* WHAT IS REQUIRED: Leave out the pictures and restate the rest of the data exactly.

* INPUT:

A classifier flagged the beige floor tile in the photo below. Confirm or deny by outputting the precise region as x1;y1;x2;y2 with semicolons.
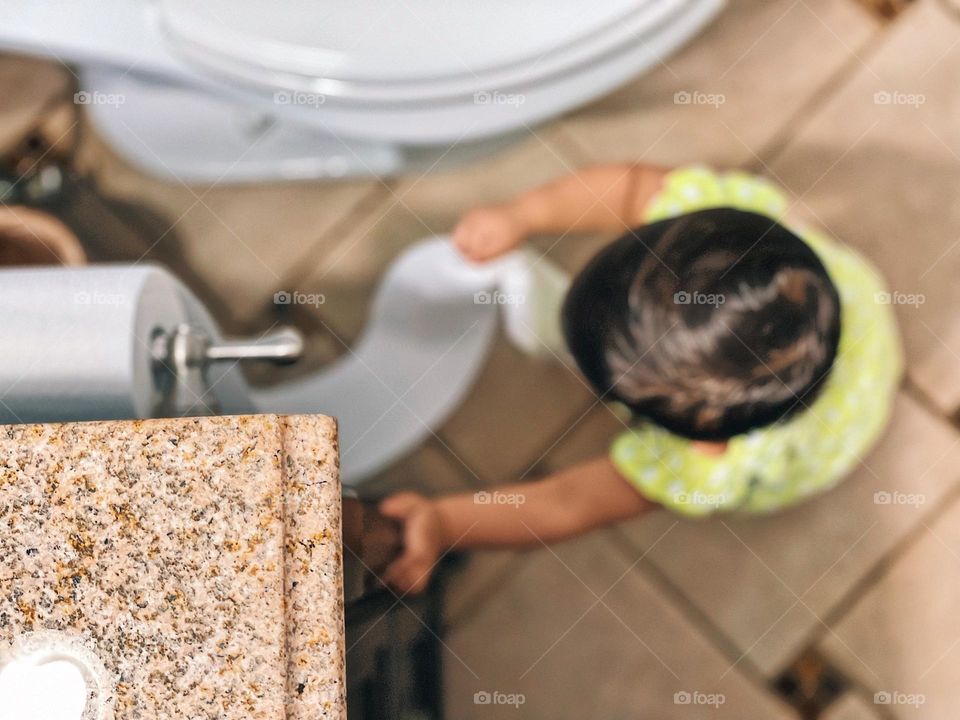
537;404;629;472
820;496;960;720
822;692;883;720
526;229;616;282
353;438;477;500
766;0;960;416
443;531;797;720
72;126;379;325
437;334;596;486
393;126;575;226
611;392;960;675
289;189;434;344
438;406;627;633
442;551;528;630
556;0;878;167
0;54;71;155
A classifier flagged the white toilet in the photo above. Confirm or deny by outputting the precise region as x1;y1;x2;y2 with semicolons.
0;0;723;181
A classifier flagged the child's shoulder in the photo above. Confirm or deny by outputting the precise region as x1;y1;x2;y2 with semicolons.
644;166;788;223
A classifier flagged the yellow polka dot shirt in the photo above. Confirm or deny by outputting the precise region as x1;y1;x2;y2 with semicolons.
610;167;902;516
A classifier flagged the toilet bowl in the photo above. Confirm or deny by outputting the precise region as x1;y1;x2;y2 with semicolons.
0;0;724;180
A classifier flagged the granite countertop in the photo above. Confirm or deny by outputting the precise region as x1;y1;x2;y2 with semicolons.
0;414;345;720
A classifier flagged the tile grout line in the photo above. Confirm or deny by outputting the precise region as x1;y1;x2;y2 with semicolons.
603;527;784;693
757;17;894;170
902;373;960;431
525;396;602;476
276;182;396;296
435;390;600;487
533;5;897;176
612;524;764;678
800;477;960;661
830;679;899;720
416;437;486;492
440;552;535;632
546;121;603;167
621;451;960;698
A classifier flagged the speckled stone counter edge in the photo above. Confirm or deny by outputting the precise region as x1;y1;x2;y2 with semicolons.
0;414;346;720
280;415;346;720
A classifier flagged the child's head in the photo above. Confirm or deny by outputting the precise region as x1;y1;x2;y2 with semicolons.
562;208;841;441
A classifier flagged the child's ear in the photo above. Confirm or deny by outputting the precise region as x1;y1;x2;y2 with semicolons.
691;440;728;456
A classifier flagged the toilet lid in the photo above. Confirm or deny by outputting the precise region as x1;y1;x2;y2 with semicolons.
158;0;663;101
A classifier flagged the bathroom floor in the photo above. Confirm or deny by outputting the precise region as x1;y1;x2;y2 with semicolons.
3;0;960;717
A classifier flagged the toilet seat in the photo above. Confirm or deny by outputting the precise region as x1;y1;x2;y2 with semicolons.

* TASK SOLUTION:
A classifier flagged the beige floor tile in the photo below. Confirm or deny by outputting the precise region as x1;y1;x2;y2 with semicolons.
537;404;629;472
820;496;960;720
822;692;883;720
526;229;616;282
353;438;477;500
766;0;960;416
443;531;797;720
72;126;379;325
437;334;596;486
393;126;575;226
611;392;960;675
289;189;434;344
438;406;627;633
442;551;528;630
556;0;878;167
0;54;71;155
A classifier flagged the white toilet in the photo above. Confirm or deny by outputting the precise region as x1;y1;x2;y2 with semicolons.
0;0;723;181
A classifier flagged the child's shoulder in the photo above. Confirm or deny by outputting the precise region as x1;y1;x2;y2 with semicolons.
644;166;788;223
A classifier flagged the yellow polka dot shirt in the photo above. Confirm or deny by outputting the precise region as x1;y1;x2;y2 with semicolons.
610;167;902;516
A classifier flagged the toilet bowl in the photo above. Confirm or deny by outputting the precise region as x1;y1;x2;y2 with semicolons.
0;0;724;180
A classifier flagged the granite countertop in the photo above. Confirm or deny by outputting the precise region as x1;y1;x2;y2 with semicolons.
0;414;345;720
A classifier flagged the tile grout line in the photo above. Confirm or deny by outputting the precise region as x1;y1;x2;y2 with semicolons.
603;527;784;693
757;17;894;170
902;373;960;431
525;396;602;476
276;182;396;296
435;390;600;487
533;5;897;176
612;524;764;678
800;477;960;661
830;679;899;720
416;437;486;492
440;552;535;632
546;121;603;167
621;451;960;698
A classifier flagged the speckled stone counter edge in the photo above. Confirm or deny by outputting the precise region as x1;y1;x2;y2 with semicolons.
0;414;346;720
280;415;346;720
A classifier flagged the child's head in the photo above. Confirm or deny by outputting the precise region as x1;y1;x2;y2 with semicolons.
562;208;841;441
A classifier flagged the child's ear in the photo above. Confirm or deny by outputting the precise region as x1;y1;x2;y2 with semicolons.
691;440;728;456
A classifier flagged the toilet lid in the photo above. Confirm or deny by outputting the precise region as x1;y1;x2;y2 with semicolons.
158;0;663;101
A classifier flagged the bathroom floor in the photo above. Confirm or deny by outputting the precise region as x1;y1;x2;y2 with semicolons.
3;0;960;717
A classifier flagged the toilet seat in the photo above. Confirm or deny by outputting the precise region as x1;y1;x2;y2 with semicolons.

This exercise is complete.